:: Exercise aim ::
Lines with the word "fallen" in them are the ones to copy from the records.

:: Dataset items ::
──────────────────────────────

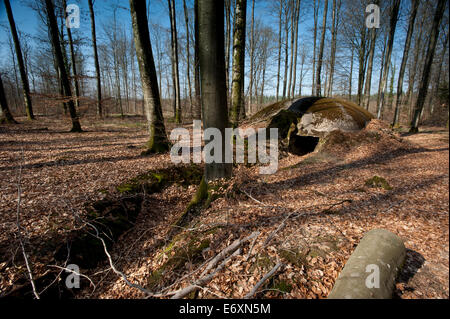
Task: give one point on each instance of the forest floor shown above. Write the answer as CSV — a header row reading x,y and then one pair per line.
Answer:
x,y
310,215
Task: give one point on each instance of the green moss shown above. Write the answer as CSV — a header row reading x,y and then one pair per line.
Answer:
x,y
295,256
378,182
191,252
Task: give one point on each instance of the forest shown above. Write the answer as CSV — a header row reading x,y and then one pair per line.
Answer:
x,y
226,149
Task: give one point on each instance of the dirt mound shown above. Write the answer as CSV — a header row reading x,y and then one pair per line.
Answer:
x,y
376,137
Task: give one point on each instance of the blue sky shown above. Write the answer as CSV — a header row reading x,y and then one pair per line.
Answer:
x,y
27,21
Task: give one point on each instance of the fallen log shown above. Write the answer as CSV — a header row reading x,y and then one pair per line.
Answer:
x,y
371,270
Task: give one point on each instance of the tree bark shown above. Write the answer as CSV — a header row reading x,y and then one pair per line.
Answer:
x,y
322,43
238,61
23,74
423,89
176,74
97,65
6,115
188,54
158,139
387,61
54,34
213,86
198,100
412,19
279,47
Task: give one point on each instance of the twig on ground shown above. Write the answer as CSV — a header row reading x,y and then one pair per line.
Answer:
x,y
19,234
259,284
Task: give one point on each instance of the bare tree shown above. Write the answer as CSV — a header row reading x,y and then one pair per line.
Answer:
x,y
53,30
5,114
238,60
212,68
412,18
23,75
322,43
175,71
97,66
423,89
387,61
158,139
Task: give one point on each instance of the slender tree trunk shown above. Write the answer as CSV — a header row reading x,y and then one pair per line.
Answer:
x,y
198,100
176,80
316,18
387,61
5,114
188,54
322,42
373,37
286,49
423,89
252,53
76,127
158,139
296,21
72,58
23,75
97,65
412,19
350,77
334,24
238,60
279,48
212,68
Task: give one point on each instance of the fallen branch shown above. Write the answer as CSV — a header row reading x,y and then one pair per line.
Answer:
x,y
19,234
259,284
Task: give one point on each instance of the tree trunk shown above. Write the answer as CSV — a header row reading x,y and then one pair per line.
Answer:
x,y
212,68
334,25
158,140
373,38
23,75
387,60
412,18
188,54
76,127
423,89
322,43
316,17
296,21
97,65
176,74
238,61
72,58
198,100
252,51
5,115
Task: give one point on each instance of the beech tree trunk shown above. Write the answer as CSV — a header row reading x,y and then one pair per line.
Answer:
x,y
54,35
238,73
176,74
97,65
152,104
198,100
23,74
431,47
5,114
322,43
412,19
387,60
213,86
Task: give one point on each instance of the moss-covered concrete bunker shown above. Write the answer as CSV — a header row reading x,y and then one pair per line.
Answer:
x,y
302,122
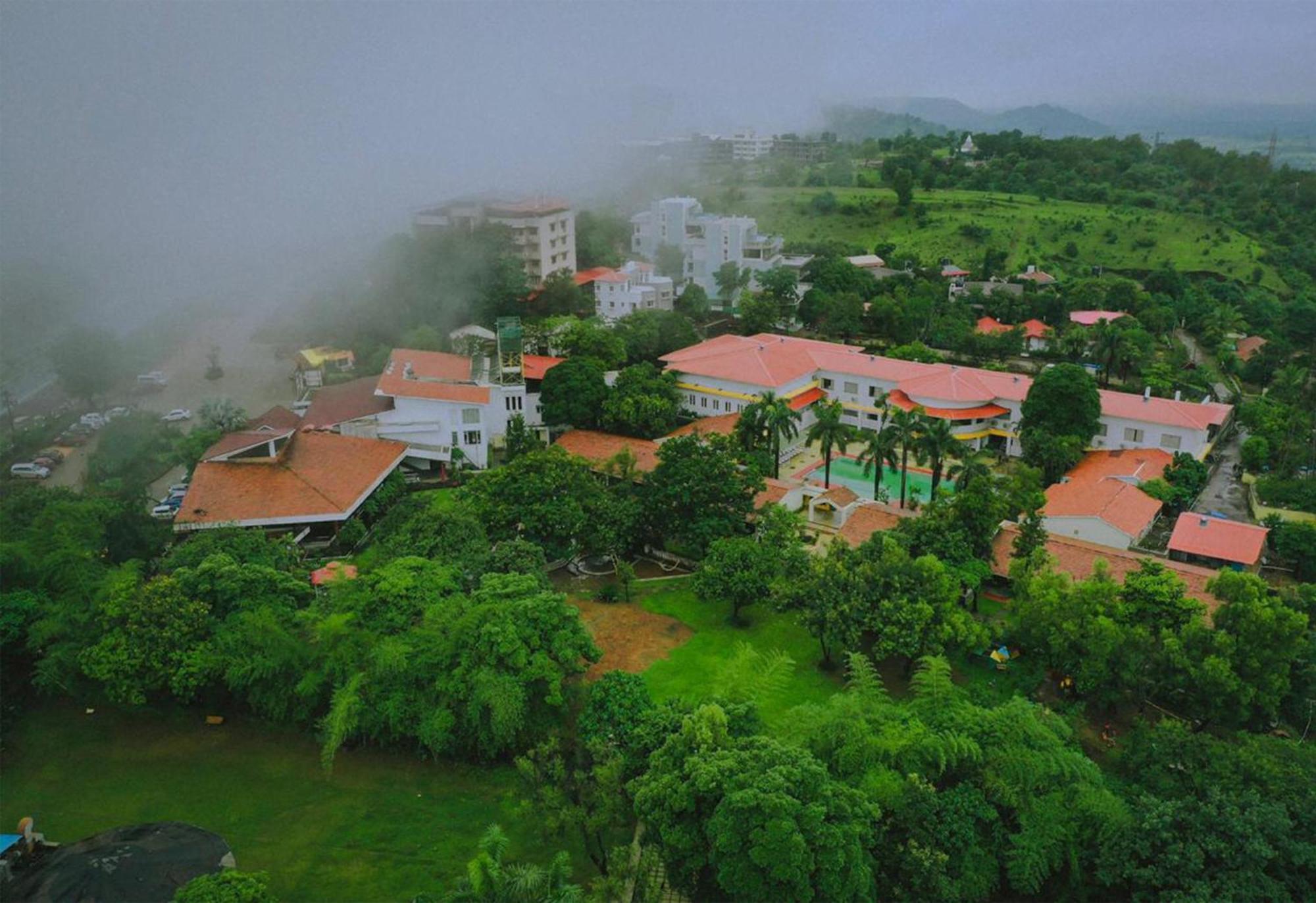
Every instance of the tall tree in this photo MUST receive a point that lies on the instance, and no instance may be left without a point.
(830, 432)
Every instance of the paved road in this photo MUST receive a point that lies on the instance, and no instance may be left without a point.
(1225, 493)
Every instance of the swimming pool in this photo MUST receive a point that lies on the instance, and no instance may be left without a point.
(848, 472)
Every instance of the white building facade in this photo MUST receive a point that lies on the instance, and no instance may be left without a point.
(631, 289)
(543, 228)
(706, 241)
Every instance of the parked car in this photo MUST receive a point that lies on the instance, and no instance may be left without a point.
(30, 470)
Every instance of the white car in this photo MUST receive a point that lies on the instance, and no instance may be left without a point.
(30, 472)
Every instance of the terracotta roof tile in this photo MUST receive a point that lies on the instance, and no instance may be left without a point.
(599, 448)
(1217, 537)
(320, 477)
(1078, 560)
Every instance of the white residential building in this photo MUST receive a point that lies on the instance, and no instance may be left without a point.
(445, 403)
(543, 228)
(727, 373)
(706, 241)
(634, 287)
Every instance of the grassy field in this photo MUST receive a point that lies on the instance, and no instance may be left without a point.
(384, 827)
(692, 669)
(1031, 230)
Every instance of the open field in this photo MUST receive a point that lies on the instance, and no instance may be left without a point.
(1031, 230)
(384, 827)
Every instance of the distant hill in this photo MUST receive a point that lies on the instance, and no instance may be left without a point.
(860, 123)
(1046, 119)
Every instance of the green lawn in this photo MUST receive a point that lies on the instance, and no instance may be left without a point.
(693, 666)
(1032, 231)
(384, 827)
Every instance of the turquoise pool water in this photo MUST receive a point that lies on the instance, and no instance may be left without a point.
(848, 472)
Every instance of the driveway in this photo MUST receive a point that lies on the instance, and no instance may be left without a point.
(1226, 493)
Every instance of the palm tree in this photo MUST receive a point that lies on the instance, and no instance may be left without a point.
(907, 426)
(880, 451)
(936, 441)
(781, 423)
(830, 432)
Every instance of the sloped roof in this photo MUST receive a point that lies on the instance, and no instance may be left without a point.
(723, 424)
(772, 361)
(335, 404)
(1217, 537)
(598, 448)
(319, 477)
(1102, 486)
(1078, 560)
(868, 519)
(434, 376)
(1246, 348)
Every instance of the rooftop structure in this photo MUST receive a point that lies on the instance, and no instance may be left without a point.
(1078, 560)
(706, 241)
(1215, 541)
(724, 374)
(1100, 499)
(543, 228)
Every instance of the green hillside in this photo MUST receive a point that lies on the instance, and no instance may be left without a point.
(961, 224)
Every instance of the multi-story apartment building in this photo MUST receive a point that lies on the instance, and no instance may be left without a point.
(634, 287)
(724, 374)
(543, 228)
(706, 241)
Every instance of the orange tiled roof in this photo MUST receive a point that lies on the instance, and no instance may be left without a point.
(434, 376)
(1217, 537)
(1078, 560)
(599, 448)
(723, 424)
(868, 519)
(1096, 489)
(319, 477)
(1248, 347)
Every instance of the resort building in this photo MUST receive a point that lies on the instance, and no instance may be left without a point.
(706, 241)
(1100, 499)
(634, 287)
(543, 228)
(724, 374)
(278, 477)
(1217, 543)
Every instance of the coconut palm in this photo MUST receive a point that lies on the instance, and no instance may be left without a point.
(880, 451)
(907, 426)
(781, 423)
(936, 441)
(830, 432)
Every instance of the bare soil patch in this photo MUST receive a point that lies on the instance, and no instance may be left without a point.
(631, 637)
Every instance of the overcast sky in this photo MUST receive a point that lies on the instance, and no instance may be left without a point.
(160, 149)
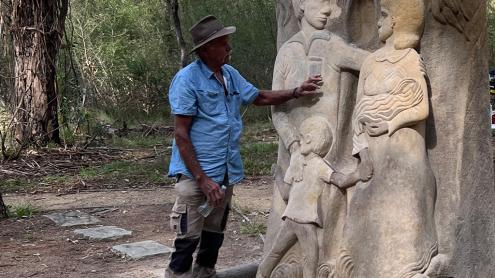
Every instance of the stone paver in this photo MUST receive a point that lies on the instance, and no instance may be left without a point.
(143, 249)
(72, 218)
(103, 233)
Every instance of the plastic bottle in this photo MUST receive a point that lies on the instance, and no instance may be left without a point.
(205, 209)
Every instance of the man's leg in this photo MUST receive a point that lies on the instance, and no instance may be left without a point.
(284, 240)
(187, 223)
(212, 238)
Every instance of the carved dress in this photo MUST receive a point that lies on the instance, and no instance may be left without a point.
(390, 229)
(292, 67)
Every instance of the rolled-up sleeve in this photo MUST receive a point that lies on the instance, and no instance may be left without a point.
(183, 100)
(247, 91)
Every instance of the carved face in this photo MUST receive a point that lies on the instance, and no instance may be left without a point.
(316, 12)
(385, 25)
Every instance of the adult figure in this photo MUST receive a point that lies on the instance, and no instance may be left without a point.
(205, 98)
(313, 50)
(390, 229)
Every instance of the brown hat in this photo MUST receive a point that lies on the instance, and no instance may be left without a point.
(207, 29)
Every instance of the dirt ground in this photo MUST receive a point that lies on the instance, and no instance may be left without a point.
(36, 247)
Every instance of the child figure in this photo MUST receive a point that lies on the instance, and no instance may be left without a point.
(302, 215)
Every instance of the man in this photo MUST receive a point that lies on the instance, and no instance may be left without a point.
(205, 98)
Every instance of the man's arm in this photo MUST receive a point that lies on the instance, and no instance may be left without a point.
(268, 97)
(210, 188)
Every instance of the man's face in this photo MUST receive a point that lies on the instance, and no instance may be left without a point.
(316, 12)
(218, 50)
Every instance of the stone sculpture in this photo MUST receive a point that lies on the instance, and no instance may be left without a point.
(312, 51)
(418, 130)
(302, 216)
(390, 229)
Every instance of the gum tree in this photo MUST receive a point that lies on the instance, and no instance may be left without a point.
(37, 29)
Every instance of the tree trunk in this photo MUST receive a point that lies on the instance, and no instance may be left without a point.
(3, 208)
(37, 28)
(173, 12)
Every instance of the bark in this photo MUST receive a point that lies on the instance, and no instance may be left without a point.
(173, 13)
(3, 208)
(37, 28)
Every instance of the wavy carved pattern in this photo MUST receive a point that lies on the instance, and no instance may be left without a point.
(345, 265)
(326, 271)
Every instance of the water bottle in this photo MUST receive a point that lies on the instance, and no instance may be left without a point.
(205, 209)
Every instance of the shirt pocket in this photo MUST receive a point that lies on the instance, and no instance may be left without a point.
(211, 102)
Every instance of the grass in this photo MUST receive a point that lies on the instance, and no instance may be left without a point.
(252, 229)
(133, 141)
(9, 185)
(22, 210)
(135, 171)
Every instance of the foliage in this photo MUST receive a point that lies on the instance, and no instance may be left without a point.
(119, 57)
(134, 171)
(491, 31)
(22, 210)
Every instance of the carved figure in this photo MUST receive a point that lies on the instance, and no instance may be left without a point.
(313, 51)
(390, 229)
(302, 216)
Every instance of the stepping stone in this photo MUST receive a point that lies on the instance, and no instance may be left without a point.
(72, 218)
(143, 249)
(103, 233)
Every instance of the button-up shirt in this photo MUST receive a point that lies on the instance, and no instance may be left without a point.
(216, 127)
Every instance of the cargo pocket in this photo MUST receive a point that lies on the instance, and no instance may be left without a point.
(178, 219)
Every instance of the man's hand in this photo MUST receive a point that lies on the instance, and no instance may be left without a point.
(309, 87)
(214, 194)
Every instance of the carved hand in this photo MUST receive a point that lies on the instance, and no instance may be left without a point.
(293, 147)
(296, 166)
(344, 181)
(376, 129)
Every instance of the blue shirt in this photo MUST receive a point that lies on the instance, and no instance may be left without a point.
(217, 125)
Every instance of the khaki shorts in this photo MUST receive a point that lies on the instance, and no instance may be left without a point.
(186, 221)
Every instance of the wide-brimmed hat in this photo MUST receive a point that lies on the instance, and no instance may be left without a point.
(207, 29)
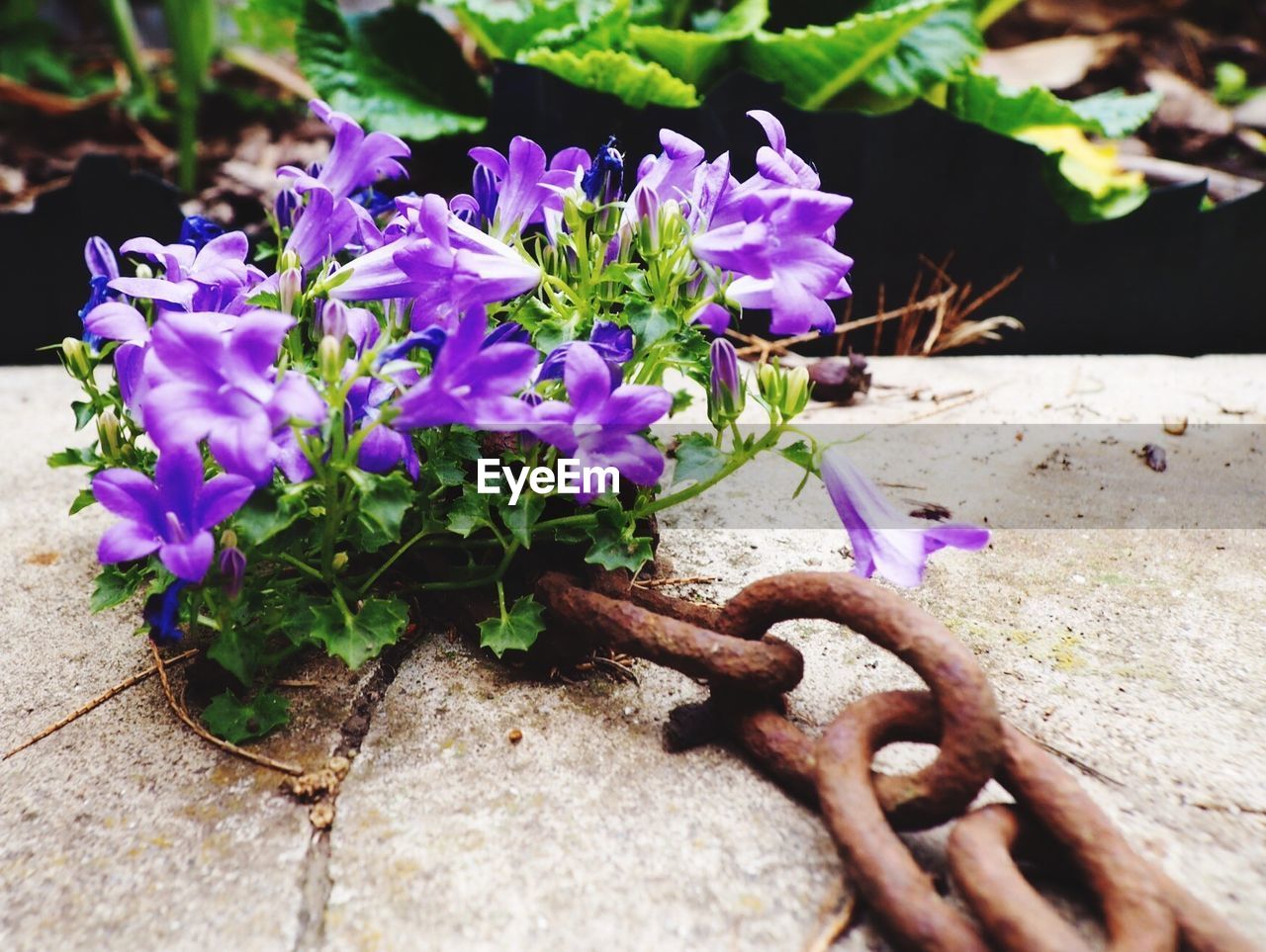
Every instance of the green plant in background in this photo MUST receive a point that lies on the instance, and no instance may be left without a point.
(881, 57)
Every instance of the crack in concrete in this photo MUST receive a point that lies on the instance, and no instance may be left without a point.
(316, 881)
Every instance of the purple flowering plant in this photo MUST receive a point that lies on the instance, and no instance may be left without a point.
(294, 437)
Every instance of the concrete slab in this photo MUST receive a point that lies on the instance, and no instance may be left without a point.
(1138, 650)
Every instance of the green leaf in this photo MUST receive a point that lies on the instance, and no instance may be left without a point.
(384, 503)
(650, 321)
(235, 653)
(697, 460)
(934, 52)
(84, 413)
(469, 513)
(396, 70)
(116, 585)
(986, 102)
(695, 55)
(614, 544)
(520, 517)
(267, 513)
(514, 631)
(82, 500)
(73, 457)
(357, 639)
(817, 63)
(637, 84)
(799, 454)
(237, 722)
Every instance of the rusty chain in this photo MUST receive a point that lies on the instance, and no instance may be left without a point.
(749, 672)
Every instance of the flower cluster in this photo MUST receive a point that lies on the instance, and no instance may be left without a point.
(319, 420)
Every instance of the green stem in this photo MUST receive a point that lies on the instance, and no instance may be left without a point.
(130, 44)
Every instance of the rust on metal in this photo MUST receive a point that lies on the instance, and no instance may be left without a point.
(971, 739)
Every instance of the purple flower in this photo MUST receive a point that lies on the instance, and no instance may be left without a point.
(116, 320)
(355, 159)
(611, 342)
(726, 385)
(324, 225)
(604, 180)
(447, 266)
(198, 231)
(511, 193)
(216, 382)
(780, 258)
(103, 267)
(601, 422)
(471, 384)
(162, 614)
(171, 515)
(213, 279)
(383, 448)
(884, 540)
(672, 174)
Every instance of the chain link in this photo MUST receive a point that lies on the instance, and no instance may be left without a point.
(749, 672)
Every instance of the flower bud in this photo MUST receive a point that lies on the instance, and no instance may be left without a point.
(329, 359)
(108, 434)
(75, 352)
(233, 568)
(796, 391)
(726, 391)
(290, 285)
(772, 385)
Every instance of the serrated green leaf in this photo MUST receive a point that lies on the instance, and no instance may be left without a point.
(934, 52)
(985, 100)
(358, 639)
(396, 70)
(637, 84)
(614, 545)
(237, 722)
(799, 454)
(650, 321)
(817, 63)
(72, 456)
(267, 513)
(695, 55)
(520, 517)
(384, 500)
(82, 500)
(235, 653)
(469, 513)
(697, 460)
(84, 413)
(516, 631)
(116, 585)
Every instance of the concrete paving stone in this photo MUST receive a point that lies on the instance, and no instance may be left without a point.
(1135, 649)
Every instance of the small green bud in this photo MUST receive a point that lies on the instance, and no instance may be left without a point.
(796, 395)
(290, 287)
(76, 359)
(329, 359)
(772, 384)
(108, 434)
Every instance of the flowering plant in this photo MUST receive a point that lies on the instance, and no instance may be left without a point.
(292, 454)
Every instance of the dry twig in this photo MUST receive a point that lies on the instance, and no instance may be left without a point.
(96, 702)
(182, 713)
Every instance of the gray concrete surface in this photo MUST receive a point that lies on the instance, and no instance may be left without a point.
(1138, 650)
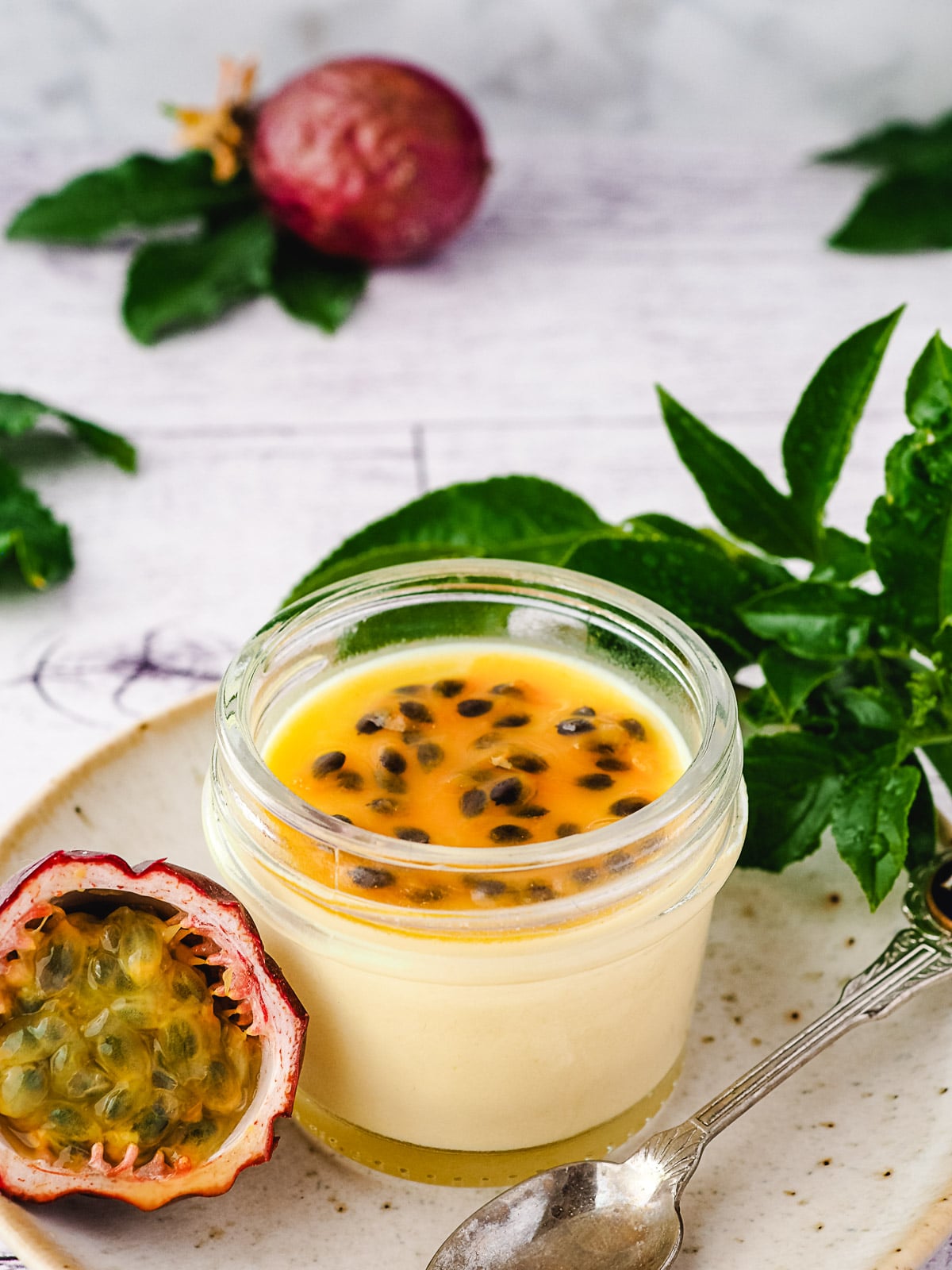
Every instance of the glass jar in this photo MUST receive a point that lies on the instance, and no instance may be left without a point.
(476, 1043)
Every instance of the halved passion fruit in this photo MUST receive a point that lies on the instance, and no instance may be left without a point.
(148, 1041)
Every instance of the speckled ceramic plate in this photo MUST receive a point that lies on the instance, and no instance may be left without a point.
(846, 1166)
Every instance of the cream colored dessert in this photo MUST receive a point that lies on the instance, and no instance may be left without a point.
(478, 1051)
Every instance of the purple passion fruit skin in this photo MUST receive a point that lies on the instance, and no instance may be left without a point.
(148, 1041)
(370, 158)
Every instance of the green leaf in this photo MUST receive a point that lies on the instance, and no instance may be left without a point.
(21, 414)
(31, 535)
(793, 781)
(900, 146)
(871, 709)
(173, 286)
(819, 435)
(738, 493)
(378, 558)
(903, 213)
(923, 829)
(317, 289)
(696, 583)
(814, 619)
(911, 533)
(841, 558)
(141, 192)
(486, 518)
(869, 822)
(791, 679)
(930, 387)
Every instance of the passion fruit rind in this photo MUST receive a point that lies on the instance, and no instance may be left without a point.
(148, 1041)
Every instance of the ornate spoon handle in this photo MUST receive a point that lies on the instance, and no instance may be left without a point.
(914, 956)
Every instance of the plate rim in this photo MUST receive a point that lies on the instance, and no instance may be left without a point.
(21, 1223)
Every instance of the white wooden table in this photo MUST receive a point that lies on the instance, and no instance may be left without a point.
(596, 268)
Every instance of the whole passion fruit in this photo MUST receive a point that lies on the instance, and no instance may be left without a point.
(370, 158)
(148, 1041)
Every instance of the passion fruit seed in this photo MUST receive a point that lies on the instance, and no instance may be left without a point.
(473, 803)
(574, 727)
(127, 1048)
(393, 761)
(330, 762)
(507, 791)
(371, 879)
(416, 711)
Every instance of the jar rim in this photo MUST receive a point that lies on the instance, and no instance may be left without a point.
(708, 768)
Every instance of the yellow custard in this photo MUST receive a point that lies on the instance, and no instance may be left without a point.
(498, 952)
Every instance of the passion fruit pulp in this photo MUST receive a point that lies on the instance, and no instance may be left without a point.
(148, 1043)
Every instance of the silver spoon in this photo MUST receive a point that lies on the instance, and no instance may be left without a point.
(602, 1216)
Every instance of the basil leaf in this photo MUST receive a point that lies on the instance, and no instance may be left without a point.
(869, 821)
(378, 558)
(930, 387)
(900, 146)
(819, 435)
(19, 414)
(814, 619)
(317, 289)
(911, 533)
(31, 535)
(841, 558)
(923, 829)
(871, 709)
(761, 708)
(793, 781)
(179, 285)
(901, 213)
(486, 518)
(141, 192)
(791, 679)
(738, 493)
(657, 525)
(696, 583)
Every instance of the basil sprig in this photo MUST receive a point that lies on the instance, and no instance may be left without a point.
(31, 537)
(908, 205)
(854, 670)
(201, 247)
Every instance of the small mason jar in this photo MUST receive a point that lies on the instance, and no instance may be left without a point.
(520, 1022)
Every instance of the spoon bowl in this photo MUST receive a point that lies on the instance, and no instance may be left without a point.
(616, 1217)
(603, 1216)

──────────────────────────────

:: Worked solution ::
Task: give one point on each instance of the fallen log shown above. Write the answer as CSV — a header row reading x,y and then one pair per line.
Task: give one point on each instance of the fallen branch shown above. Write the answer as CSV — a header row reading x,y and then one pair per line.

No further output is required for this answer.